### Requirement
Recast the rows below as a Markdown table with two columns, Row and Text: number each row in Row, put its text in Text, and skip any blank lines.

□ □ □

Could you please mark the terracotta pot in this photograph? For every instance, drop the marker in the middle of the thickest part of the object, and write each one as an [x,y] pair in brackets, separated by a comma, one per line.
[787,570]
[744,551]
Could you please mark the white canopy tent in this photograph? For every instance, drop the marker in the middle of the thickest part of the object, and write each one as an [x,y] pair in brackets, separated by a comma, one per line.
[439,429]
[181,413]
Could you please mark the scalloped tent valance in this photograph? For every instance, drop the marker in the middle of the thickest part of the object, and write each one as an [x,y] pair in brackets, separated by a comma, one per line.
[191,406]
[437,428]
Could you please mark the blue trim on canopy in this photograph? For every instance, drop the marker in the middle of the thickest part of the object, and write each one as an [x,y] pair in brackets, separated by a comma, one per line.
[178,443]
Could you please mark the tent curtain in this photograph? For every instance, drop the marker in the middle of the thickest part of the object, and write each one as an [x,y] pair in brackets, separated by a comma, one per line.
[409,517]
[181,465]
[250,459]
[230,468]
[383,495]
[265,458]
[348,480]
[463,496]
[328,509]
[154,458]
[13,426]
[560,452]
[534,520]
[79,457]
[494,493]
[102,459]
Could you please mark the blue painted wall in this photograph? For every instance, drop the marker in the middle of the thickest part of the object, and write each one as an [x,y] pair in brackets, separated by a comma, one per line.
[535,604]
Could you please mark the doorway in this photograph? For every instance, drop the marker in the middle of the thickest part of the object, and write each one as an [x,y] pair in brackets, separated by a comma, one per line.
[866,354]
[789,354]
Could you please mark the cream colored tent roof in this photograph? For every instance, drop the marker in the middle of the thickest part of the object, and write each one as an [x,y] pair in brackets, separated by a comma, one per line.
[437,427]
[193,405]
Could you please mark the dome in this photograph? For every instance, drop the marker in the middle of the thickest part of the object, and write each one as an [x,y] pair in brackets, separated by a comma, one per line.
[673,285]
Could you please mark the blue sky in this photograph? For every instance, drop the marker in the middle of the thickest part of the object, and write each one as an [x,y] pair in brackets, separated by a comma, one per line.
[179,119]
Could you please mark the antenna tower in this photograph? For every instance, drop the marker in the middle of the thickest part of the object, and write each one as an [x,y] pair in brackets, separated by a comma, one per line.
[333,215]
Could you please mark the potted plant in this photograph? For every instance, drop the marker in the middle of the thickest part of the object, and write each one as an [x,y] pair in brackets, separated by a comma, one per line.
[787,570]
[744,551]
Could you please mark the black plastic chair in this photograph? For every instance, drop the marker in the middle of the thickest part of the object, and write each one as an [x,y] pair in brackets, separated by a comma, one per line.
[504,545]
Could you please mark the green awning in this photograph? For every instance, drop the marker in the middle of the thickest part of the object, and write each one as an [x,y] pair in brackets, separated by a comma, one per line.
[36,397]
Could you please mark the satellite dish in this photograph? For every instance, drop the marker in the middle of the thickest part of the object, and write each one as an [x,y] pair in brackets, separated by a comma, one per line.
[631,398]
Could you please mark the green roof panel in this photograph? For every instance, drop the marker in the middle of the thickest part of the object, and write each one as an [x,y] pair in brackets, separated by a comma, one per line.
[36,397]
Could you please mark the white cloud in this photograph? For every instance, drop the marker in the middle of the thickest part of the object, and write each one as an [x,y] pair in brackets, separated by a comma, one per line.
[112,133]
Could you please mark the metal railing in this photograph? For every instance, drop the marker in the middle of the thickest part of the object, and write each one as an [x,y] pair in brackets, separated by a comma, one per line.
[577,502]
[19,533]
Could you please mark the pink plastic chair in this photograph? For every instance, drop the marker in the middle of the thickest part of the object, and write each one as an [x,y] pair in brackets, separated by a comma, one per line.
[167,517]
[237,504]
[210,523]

□ □ □

### Exercise response
| Row | Text |
|---|---|
| 1 | Could you please mark the terracotta pot in this photograph? For every instance, drop the marker in the middle of the thickest part of the object, and write each one as an [x,y] pair in brackets, separated by a comma, one per line. |
| 2 | [787,570] |
| 3 | [744,551] |
| 4 | Could you please mark the white canopy tent in this photograph? For every instance, drop the marker in the middle of the thickest part of the object, and write each one as an [x,y] pair in brackets, separated by a comma, one per line. |
| 5 | [439,429] |
| 6 | [181,413] |
| 7 | Could you please mark the scalloped tent valance in this photograph? For every instance, drop the marker in the middle of the thickest part of the object, and write each one as an [x,y] pair in brackets, separated by a comma, one per line. |
| 8 | [191,406] |
| 9 | [437,428] |
| 10 | Could you please mark the blue trim on canopy in this photograph? For every instance, drop the marker in the middle of the thickest part of the object, and write each one as an [x,y] pair in brackets, separated by a comma, one per line. |
| 11 | [178,443] |
| 12 | Could you please mark the tent curtain in this photograph? For every instance, drop the marker in the middle of the thickest part of the object, and write each one as an [x,y] pair in brackets, separated by a comma, one per line. |
| 13 | [409,517] |
| 14 | [181,465] |
| 15 | [250,459] |
| 16 | [230,468] |
| 17 | [383,495] |
| 18 | [265,458] |
| 19 | [348,480] |
| 20 | [463,496] |
| 21 | [328,509] |
| 22 | [154,458] |
| 23 | [13,426] |
| 24 | [560,452] |
| 25 | [534,520] |
| 26 | [79,457] |
| 27 | [494,493] |
| 28 | [102,459] |
| 29 | Could you please mark the blue painted wall in this photograph? For every instance, drop the marker in the middle of the thickest part of the object, and write each one as an [x,y] pair in brackets, separated by a comma, one per line. |
| 30 | [535,604] |
| 31 | Could you please mark the doorway in this photograph? For every instance, drop the marker in the middle of the thickest part of the object, and write each one as an [x,y] pair in brackets, separated by a comma, one per line. |
| 32 | [866,354] |
| 33 | [789,354] |
| 34 | Could you please mark the cream colored tent roof in this photograph? For every instance, drop the marker in the middle of the thickest part of the object, and write each one as an [x,y] pair in brackets, separated by a comma, one per line. |
| 35 | [437,427] |
| 36 | [193,405] |
| 37 | Could you please mark the dome in this photograph? For every instance, drop the marker in the middle of the thickest part of the object, and write each one as an [x,y] pair in brackets, separated by a comma, one per line. |
| 38 | [673,285] |
| 39 | Could you please mark the blue sky in this photograph? For every instance, drop the marker in the middle of the thickest part of the object, and write each one as an [x,y] pair in brackets, separated by a comma, one per line. |
| 40 | [179,119] |
| 41 | Could you please mark the antenna tower in this photograph? For every instance, drop the marker in the middle of the thickest part of the object, and write each one as an [x,y] pair in brackets, separated by a comma, one per line. |
| 42 | [333,215] |
| 43 | Could you please mark the potted plant in this photograph? For every instance, drop the marker in the middle of the thickest part of the object, and write each one as an [x,y] pair in brackets, separated by a comma, one per line. |
| 44 | [787,570] |
| 45 | [744,551] |
| 46 | Could you please mark the black plastic chair in this photograph? For every instance, drop the marker in the middle of the thickest part of the object, and write each one as an [x,y] pair in brackets, separated by a comma, one per line. |
| 47 | [504,545] |
| 48 | Could you please mark the green awning in this photograph? For every instance, drop the marker in the middle of the thickest part of the object, and write each one as an [x,y] pair in brackets, separated by a comma, one per line. |
| 49 | [36,397] |
| 50 | Could you please mark the satellite dish in this photograph? For every instance, drop the marker in the middle of the thickest part of the object, and write each one as an [x,y] pair in brackets, separated by a comma, one per line. |
| 51 | [631,398] |
| 52 | Could you please mark the green roof panel in this photograph? For every instance, drop the marker in the middle of the thickest part of the object, and write each one as an [x,y] pair in brackets, separated by a comma, one per line. |
| 53 | [36,397] |
| 54 | Could you please mark the white cloud in this photograph? For every instance, drop the marker in the middle of the thickest part of the object, and write each one as an [x,y] pair in brackets, separated by a comma, one per line. |
| 55 | [112,133] |
| 56 | Could you please mark the metal railing in this photograph? For every instance, drop the marker in the middle of the thickest part of the object, and write each one as an [x,y] pair in brackets, separated by a comma, one per line. |
| 57 | [577,502] |
| 58 | [19,533] |
| 59 | Could you please mark the pink plastic chair in this photograph? For every instance, drop the marker in the middle of the thickest part of the object, and write each one as an [x,y] pair in brackets, separated by a comma, one per line. |
| 60 | [167,517] |
| 61 | [237,504] |
| 62 | [210,523] |